Excerpt provided:
======

Director: Jacques Tourneur

Producer: Val Lewton

Script: Curt Siodmak, Ardel Wray, and (ncredited) Val Lewton. 

Based on Jane Eyre by Charlotte Bronte.

Title taken from an article by Inez Wallace.

Starring: Francis Dee, Tom Conway, and James Ellison.


    Betsy, a young Canadian nurse (portrayed by Francis Dee), travels to San Sebatian, an island in the West Indies, to care for Jessica Holland (Christine Gordon), the ailing wife of Paul Holland (Tom Conway). Betsy is shocked by her first meeting with her patient -- a middle of the night encounter with a beautiful but apparently mindless woman in a white gown wandering about the house. Jessica seems to be suffering from a kind of mental paralysis as a result of fever or perhaps, as Betsy comes to suspect, as a result of voodoo

    Betsy also meets Paul's younger half-brother, Wesley Rand (James Ellison), who is an alcoholic. She learns, thanks to the lyrics of a song performed by a local calypso performer (Sir Lancelot), that Paul and Jessica had been aduterous lovers before her illness. Later, after Wesley has passed out, the singer adds a new stanza about a pretty young nurse who comes to help the wife but attracts the attentions of both brothers. Next, Betsy is "rescued" from her situation in the bar by Mrs. Rand -- mother of both Paul and Wesley and propreitor of the local apothecary shop.

======

Given entries:
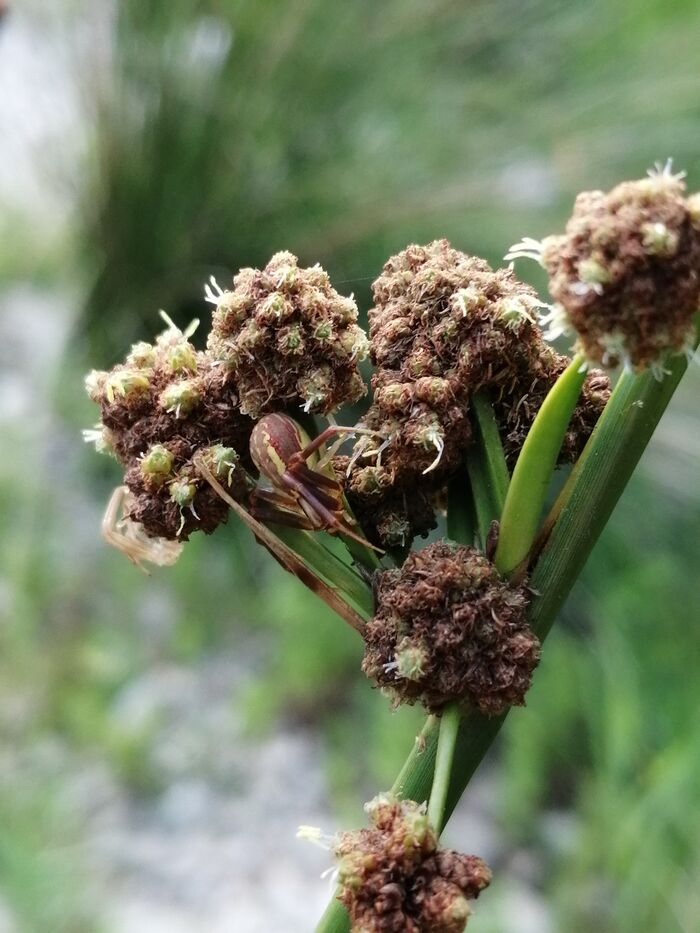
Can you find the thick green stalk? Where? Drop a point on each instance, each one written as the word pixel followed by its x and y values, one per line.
pixel 444 756
pixel 593 489
pixel 533 471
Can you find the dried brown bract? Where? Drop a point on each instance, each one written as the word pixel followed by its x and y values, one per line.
pixel 165 403
pixel 448 628
pixel 393 877
pixel 626 274
pixel 288 338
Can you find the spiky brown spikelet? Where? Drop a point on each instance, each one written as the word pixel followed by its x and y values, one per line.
pixel 393 877
pixel 389 515
pixel 288 339
pixel 163 405
pixel 448 628
pixel 626 274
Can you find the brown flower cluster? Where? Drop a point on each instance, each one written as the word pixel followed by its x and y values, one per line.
pixel 288 339
pixel 444 326
pixel 394 877
pixel 164 404
pixel 626 274
pixel 389 515
pixel 448 628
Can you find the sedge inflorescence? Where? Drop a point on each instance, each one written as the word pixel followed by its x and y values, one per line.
pixel 626 273
pixel 395 877
pixel 288 338
pixel 447 628
pixel 445 326
pixel 163 405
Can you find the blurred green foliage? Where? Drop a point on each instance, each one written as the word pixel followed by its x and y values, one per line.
pixel 223 131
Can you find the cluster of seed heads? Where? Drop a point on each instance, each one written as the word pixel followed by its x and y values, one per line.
pixel 445 326
pixel 393 877
pixel 448 628
pixel 163 405
pixel 626 273
pixel 288 339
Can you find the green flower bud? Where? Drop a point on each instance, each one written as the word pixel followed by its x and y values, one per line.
pixel 418 832
pixel 182 492
pixel 315 387
pixel 324 331
pixel 273 309
pixel 181 356
pixel 290 340
pixel 411 660
pixel 95 384
pixel 467 300
pixel 180 398
pixel 658 240
pixel 222 462
pixel 157 464
pixel 101 437
pixel 593 273
pixel 142 355
pixel 125 383
pixel 693 205
pixel 514 310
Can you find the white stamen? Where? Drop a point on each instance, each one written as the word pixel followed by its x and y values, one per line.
pixel 213 293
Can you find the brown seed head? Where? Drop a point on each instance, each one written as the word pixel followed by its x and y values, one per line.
pixel 626 274
pixel 288 338
pixel 449 606
pixel 393 876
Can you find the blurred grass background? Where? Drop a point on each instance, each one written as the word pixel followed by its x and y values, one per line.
pixel 203 137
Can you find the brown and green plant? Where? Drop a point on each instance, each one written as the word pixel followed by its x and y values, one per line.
pixel 472 414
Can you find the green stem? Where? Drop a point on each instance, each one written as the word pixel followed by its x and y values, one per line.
pixel 460 511
pixel 485 505
pixel 533 471
pixel 449 728
pixel 329 566
pixel 486 465
pixel 594 487
pixel 492 448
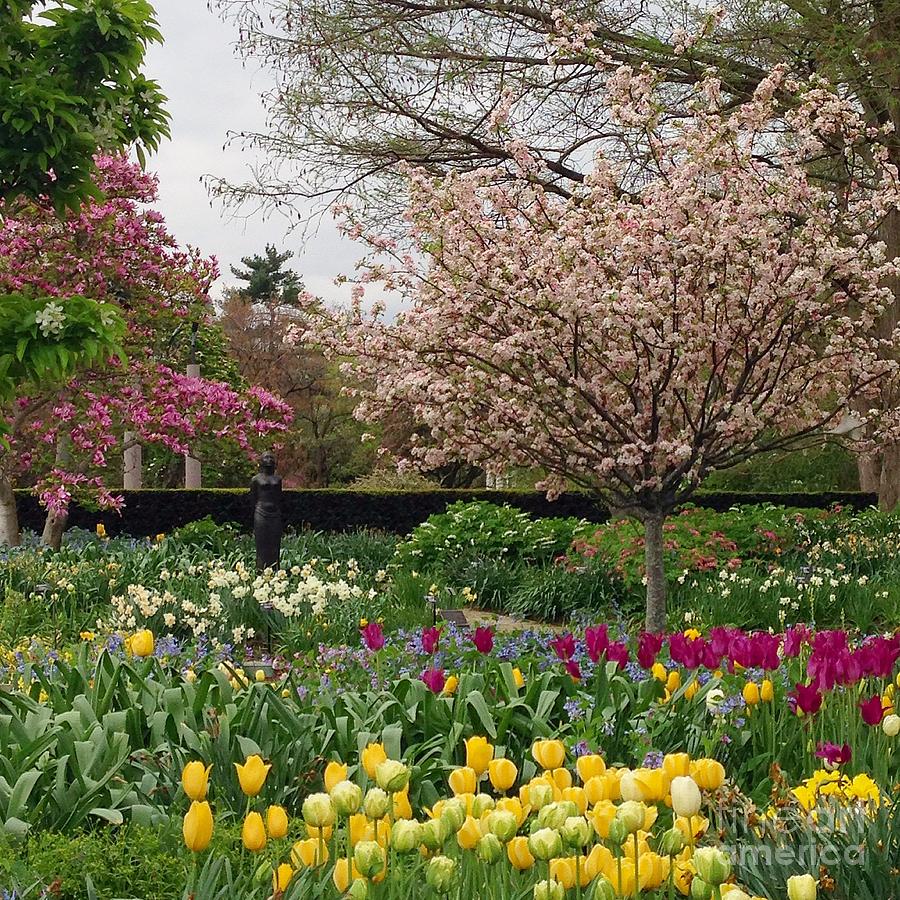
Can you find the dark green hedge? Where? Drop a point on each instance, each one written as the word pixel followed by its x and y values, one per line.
pixel 149 512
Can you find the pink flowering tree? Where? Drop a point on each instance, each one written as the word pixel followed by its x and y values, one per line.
pixel 116 251
pixel 671 318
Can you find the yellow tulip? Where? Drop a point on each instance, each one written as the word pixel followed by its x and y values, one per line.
pixel 463 780
pixel 253 833
pixel 590 766
pixel 751 693
pixel 309 853
pixel 276 822
pixel 513 805
pixel 577 796
pixel 359 829
pixel 602 815
pixel 469 835
pixel 402 807
pixel 549 754
pixel 563 871
pixel 676 764
pixel 479 754
pixel 281 878
pixel 141 643
pixel 708 773
pixel 503 774
pixel 596 789
pixel 195 780
pixel 197 827
pixel 334 774
pixel 519 855
pixel 252 775
pixel 372 757
pixel 598 860
pixel 325 833
pixel 344 873
pixel 653 784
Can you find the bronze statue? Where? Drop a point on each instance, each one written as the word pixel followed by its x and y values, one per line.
pixel 265 492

======

Please copy everything from "Betsy also meets" down to "local apothecary shop." in the film summary, word for word.

Betsy also meets Paul's younger half-brother, Wesley Rand (James Ellison), who is an alcoholic. She learns, thanks to the lyrics of a song performed by a local calypso performer (Sir Lancelot), that Paul and Jessica had been aduterous lovers before her illness. Later, after Wesley has passed out, the singer adds a new stanza about a pretty young nurse who comes to help the wife but attracts the attentions of both brothers. Next, Betsy is "rescued" from her situation in the bar by Mrs. Rand -- mother of both Paul and Wesley and propreitor of the local apothecary shop.